■ **Problem to work on**: Nothing but a number is wanted here: the count of lines in the data holding the word "locate".

■ **Source material**:
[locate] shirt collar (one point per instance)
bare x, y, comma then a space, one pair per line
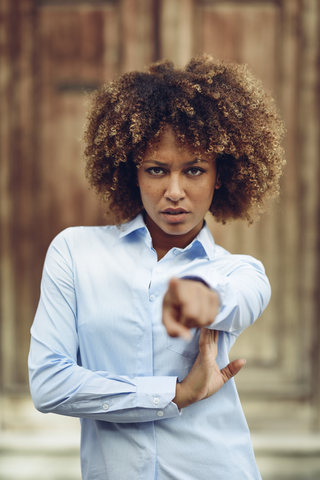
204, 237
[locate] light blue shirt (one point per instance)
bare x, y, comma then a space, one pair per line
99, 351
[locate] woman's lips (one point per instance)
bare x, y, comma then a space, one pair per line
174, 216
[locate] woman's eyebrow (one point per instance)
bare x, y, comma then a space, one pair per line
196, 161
---
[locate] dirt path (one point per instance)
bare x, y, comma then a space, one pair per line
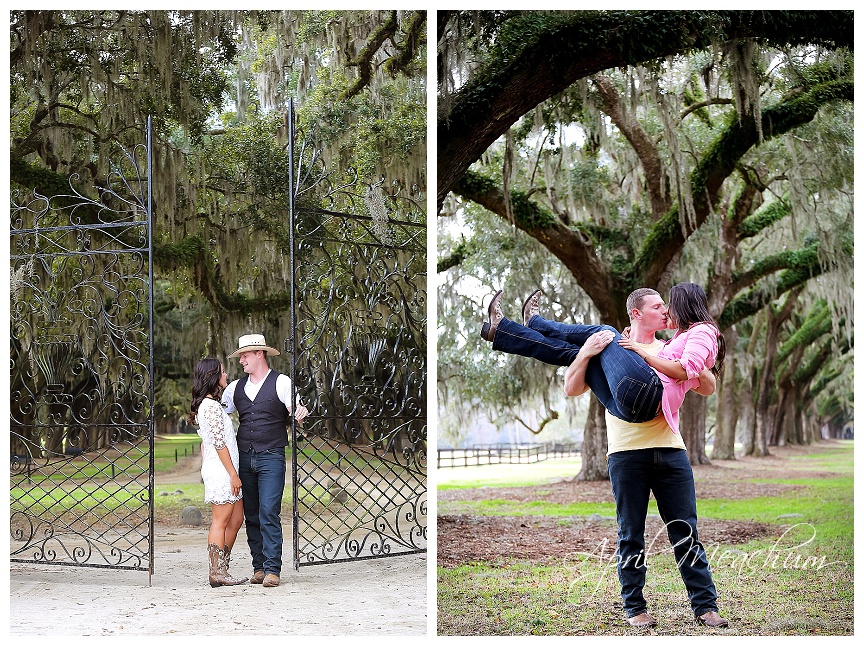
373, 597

■ **Task answer**: 5